** EXTRACT TO READ follows **
Researchers have found a rare genetic mutation that provided protection against early-onset dementia in a man that was otherwise at high risk. Furthermore, although the man had only mild cognitive impairment, his brain scan showed the physical manifestations of severe dementia. The finding, published in Nature Medicine, sheds light on the causes of Alzheimer’s disease and has implications for the development of new treatments.
A Rare Protective Mutation
For almost four decades, neurologist Francisco Lopera and his team at the University of Antioquia in Medellín, Colombia, have studied an extended family affected by early-onset Alzheimer’s disease. A genetic variant known as the paisa mutation, present in many family members, causes them to develop dementia in their forties or even earlier. The researchers have studied the genomes and medical histories of approximately 1,200 Colombians with the mutation. During their investigation, however, the researchers also identified a family member who possessed a second, protective genetic mutation that held off the effects of the disease until he was 67 years old.
** End of EXTRACT TO READ **
__EXERCISES__.
A: Check each statement against the article on the dementia mutation. Answer yes or no for each, and quote the words of the article that settle it.
(i) The finding appeared in Nature Medicine.
(ii) The man's cognitive impairment was severe.
(iii) The researchers studied about 1,200 Colombians who carry the paisa mutation.
B: According to the article on the dementia mutation, how long have Francisco Lopera and his team studied the extended family?
C: Write the next part of the article on the dementia mutation, starting after its last sentence.
You won't need the lines for any of this.
** COLLECTED MATERIAL follows **
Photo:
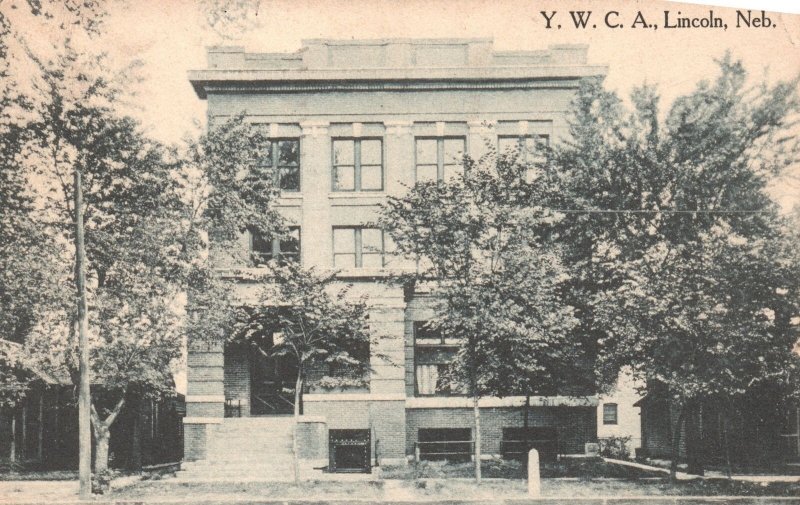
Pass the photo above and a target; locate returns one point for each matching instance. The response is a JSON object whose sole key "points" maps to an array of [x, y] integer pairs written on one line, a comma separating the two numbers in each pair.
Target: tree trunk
{"points": [[526, 424], [694, 439], [676, 444], [727, 447], [295, 453], [136, 445], [12, 451], [40, 431], [477, 449], [102, 435], [23, 452], [84, 382]]}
** End of COLLECTED MATERIAL **
__ANSWERS TO THE EXERCISE__.
A:
(i) Yes: "The finding, published in Nature Medicine"
(ii) No: "although the man had only mild cognitive impairment"
(iii) Yes: "The researchers have studied the genomes and medical histories of approximately 1,200 Colombians with the mutation."

B: For almost four decades.

C:
Surprising Brain Scan Results
Although the man with the additional mutation exhibited mild cognitive impairment, scans of his brain revealed the presence of high levels of amyloid plaques, sticky protein complexes associated with neuronal death and dementia. Additionally, the protein tau, which is also associated with the disease, was found throughout the brain except in the entorhinal cortex, a region involved in memory and navigational skill. In this area, tau levels were lower.
The Role of Reelin
Further investigation revealed that the man possessed a mutation in the gene responsible for producing the protein reelin. Reelin is associated with various brain disorders, including schizophrenia and autism, but its role in Alzheimer’s disease has been largely unknown. To explore this connection, the researchers genetically modified mice to carry the same reelin mutation. The mice exhibited limited clustering of tau protein, suggesting that the mutated reelin gene had a protective effect.
Implications and New Perspectives
The findings call into question the prevailing theory that amyloid plaques are the primary drivers of Alzheimer’s disease. This theory has led to the development of drugs designed to remove amyloid, which have resulted in moderate improvements in rates of cognitive decline. However, the study participant with the protective mutation remained mentally healthy while exhibiting high levels of amyloid plaques. This hints at the greater complexity behind Alzheimer’s disease. Researchers suggest that there may be multiple subtypes of the disease, some of which may not be driven by amyloid alone. “We do need different pathways to really finally deal with this disease,” said Yadong Huang, a neurologist at the Gladstone Institutes in San Francisco, California.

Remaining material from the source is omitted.